■ EXERCISE DETAILS ■
Extract from the material, without alteration, every line from the one containing "target: archival photo card" through the one containing "[[[348,20],[314,25],[314,135],[464,135],[467,18]]]", both included.

■ DATA SHOWN ■
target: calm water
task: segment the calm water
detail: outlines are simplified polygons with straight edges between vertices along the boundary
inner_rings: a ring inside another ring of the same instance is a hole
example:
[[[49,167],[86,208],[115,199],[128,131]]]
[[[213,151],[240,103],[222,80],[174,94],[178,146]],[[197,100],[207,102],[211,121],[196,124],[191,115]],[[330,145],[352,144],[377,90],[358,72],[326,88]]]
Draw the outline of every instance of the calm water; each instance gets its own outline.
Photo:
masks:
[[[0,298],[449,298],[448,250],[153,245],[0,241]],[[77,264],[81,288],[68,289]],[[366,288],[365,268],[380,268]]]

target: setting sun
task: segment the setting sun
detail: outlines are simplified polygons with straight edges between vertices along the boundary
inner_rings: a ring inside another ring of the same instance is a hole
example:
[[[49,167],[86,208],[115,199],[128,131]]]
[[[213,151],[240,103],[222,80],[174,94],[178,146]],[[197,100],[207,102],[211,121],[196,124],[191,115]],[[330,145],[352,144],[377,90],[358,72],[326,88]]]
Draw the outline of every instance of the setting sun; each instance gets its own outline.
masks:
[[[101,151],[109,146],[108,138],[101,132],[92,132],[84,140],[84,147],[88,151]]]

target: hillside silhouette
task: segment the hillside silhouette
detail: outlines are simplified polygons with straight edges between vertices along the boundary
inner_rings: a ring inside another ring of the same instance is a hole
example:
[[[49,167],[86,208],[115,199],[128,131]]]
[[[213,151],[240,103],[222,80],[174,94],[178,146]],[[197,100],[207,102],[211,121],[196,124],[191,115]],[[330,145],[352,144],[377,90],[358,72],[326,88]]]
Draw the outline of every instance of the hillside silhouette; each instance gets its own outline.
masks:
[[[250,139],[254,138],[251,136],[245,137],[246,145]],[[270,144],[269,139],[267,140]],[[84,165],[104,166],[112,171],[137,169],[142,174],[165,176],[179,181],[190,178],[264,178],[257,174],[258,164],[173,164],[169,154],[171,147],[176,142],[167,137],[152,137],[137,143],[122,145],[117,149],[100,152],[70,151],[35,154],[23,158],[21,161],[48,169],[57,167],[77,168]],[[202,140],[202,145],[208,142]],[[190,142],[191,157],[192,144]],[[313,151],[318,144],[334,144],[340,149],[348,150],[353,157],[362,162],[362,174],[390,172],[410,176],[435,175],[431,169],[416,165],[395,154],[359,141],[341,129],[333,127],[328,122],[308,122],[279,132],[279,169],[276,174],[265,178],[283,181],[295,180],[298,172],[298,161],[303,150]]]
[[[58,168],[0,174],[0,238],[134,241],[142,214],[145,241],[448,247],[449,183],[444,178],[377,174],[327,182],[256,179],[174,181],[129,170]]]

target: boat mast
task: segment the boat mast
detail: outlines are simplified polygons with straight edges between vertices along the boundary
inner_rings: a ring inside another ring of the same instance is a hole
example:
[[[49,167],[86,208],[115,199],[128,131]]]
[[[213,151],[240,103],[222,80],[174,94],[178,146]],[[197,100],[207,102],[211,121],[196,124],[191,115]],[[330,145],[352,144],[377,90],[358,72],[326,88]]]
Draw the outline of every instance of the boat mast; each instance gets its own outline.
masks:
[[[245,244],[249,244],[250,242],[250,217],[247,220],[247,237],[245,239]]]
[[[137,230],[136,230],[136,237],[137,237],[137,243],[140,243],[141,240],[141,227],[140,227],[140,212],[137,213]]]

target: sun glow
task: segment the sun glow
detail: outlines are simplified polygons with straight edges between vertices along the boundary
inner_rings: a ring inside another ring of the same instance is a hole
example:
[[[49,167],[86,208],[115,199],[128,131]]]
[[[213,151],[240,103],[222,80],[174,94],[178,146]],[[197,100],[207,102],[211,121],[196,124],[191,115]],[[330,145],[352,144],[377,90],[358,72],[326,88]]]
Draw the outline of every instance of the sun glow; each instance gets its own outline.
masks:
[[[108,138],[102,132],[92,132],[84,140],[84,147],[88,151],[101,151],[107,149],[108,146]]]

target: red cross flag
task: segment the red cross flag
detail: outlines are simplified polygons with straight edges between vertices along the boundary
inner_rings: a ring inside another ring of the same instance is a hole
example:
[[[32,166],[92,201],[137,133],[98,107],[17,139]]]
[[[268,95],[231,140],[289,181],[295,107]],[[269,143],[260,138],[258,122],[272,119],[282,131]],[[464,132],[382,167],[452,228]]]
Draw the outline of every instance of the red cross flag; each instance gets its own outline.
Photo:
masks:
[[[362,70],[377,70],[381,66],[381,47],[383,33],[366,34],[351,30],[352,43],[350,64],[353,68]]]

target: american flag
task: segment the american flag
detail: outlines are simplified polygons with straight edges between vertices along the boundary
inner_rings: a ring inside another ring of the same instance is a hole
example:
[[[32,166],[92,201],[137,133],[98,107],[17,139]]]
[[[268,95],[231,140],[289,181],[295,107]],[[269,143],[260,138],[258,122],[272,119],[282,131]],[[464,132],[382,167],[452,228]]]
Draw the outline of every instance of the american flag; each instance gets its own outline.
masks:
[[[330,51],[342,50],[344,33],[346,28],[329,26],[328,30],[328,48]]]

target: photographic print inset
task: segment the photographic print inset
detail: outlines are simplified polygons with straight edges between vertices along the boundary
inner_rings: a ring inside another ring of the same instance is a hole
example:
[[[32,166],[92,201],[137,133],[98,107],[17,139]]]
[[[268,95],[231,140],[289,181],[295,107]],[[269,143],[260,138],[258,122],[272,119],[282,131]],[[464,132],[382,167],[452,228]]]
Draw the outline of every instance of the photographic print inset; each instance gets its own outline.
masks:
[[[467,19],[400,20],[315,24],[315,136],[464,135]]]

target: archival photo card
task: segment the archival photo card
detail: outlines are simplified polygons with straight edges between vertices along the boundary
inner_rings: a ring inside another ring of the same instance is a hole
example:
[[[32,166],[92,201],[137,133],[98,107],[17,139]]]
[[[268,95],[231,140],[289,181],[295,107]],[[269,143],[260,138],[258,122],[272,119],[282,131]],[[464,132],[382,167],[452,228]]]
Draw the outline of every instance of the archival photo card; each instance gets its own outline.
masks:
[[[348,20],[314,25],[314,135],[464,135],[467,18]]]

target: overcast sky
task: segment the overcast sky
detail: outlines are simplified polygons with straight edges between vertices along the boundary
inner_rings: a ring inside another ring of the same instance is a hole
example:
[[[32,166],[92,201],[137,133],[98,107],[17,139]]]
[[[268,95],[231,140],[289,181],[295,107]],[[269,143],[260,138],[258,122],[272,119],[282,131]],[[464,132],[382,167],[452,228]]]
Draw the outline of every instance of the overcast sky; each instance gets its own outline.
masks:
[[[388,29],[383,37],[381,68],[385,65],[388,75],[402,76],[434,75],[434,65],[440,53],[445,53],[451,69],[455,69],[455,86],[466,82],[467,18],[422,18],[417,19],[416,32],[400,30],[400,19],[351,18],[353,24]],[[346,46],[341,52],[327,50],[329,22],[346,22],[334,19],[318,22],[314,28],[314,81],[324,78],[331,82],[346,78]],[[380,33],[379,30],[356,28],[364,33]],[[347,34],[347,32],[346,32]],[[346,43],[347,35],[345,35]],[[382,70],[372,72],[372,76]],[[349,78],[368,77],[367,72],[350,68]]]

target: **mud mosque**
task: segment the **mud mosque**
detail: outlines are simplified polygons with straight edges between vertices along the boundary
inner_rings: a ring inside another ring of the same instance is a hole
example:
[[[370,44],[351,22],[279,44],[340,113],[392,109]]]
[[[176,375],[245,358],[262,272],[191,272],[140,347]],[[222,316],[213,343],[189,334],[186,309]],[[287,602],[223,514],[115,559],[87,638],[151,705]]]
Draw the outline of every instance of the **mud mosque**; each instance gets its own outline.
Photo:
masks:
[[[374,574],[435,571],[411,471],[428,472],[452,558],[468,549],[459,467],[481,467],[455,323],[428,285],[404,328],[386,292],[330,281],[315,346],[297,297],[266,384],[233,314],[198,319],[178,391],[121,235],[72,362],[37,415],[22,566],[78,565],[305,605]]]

■ OUTPUT ■
target: archival photo card
task: segment the archival photo card
detail: outlines are simplified polygons with straight edges between vertices along the boundary
inner_rings: a ring inside another ring of the same instance is a hole
example:
[[[32,166],[92,201],[137,133],[98,107],[17,139]]]
[[[268,95],[231,140],[289,181],[295,107]],[[269,143],[260,138],[258,122],[272,119],[282,131]],[[464,132],[382,167],[452,228]]]
Draw the outline of every instance of the archival photo card; each instance gets its own outline.
masks:
[[[348,20],[314,25],[314,135],[464,135],[467,18]]]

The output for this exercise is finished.